▶

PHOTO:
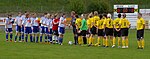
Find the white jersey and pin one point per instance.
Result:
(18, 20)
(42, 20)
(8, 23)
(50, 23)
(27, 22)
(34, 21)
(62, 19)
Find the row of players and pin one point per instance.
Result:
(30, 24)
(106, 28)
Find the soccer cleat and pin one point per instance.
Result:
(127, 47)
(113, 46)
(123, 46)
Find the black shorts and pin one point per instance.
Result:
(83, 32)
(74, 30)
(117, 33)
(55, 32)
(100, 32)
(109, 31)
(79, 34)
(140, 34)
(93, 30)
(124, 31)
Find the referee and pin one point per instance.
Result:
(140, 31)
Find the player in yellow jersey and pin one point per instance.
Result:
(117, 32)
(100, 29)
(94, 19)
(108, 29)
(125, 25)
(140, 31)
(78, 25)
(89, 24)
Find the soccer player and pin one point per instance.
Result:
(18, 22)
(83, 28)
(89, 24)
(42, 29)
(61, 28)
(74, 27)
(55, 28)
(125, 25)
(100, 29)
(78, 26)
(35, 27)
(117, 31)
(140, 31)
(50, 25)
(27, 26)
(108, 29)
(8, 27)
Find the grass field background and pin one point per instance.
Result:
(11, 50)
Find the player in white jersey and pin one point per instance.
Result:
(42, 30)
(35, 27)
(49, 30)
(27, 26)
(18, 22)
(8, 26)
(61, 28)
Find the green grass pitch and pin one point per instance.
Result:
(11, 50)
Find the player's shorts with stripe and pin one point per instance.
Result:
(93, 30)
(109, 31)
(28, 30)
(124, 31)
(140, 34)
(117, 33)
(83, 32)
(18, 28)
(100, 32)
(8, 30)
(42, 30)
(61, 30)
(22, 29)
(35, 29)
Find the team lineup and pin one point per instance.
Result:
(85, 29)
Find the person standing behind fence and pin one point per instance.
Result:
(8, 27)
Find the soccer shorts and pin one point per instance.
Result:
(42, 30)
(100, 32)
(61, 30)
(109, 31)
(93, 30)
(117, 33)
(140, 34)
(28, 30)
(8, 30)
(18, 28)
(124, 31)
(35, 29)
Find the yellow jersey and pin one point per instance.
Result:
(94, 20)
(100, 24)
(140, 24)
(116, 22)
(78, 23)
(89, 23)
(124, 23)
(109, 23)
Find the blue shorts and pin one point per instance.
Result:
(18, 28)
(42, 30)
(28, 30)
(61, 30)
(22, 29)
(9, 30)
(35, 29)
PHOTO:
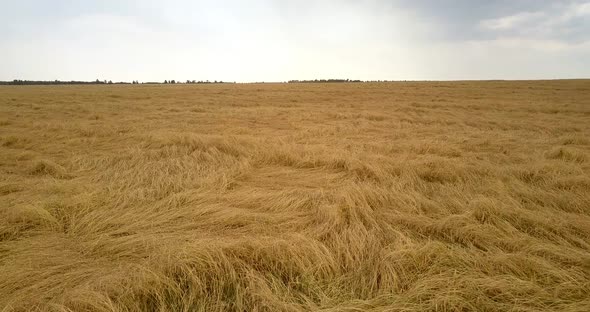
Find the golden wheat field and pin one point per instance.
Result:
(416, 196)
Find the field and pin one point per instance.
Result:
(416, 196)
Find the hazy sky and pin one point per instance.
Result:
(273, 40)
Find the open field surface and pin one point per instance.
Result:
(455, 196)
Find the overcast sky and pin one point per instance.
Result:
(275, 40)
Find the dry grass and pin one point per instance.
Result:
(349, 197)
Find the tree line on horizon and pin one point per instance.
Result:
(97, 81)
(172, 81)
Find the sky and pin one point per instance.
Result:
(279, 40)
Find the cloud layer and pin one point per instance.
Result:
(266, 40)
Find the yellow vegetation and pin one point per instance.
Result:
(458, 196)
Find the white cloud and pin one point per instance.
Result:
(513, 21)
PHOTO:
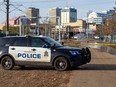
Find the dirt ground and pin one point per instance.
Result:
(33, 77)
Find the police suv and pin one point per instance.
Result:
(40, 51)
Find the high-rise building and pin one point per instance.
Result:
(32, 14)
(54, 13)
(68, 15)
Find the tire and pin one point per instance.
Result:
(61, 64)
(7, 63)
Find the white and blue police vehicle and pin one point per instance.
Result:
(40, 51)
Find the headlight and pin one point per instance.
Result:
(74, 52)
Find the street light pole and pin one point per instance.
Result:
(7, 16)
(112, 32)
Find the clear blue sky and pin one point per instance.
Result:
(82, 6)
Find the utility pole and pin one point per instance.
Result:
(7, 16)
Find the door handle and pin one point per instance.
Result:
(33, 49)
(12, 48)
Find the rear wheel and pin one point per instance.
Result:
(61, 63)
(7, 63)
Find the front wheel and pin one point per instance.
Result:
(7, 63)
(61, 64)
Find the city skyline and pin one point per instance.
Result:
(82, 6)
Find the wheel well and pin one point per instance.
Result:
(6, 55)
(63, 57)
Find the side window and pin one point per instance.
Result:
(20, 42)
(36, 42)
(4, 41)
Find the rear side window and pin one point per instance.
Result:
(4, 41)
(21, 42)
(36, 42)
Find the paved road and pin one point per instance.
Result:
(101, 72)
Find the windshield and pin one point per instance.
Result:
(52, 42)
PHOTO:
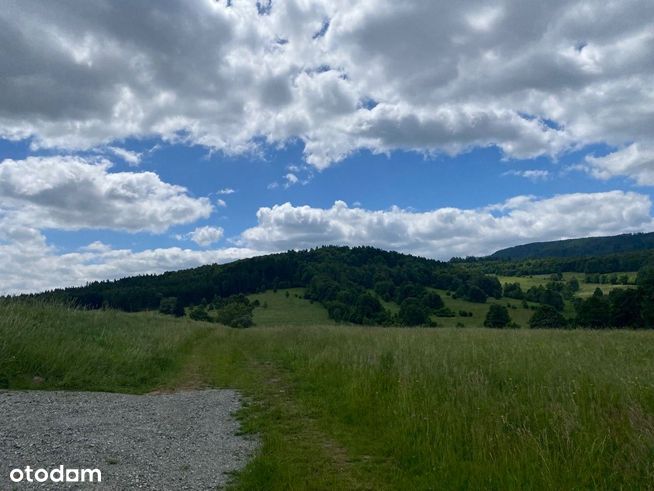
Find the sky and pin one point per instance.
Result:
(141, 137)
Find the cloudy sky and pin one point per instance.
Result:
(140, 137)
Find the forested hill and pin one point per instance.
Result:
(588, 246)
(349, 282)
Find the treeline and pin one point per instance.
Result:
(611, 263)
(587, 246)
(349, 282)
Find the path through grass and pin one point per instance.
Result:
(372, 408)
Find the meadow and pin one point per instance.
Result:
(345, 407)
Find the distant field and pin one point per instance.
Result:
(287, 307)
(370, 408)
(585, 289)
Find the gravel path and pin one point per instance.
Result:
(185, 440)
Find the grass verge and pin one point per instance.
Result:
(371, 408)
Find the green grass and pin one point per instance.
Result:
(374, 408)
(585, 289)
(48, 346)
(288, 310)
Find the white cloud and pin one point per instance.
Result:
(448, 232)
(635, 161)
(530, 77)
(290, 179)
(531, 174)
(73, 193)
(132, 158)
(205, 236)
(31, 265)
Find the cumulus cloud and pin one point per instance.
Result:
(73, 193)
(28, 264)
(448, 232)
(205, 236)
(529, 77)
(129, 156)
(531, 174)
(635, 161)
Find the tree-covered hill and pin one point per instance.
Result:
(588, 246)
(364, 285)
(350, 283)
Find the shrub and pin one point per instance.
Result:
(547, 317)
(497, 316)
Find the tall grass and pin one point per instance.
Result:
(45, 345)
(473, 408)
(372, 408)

◀

* **WORK REQUIRED**
State the number of lines in the records that hold the string "window", and add nothing.

* **OUTPUT**
2